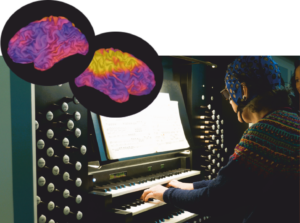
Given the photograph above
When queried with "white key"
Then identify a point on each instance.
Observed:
(181, 218)
(145, 207)
(138, 187)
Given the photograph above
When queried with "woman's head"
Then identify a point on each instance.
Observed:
(254, 84)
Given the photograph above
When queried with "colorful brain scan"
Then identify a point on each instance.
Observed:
(46, 42)
(117, 74)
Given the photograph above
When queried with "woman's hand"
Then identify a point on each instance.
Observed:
(156, 192)
(180, 185)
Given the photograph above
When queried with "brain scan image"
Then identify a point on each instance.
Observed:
(46, 42)
(117, 74)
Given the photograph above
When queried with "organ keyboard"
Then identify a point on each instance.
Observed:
(71, 190)
(137, 184)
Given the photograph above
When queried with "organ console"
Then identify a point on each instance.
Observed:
(79, 183)
(69, 99)
(76, 116)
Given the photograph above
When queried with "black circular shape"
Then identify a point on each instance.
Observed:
(135, 45)
(66, 69)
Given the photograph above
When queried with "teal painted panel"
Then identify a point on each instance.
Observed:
(198, 80)
(284, 73)
(22, 149)
(6, 181)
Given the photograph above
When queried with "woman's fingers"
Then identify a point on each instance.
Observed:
(149, 195)
(146, 192)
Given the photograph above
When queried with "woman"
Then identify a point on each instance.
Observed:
(295, 84)
(260, 182)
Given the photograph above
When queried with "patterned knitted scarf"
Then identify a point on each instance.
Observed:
(271, 146)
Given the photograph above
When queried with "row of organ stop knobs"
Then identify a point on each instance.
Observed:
(209, 135)
(55, 170)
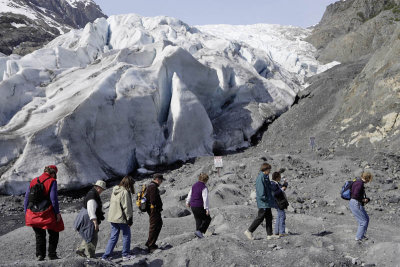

■ REQUIRED WORK ■
Once you have counted the lines of the material that include "woman", give only that number.

■ ANSWER FOR THE TASK ■
4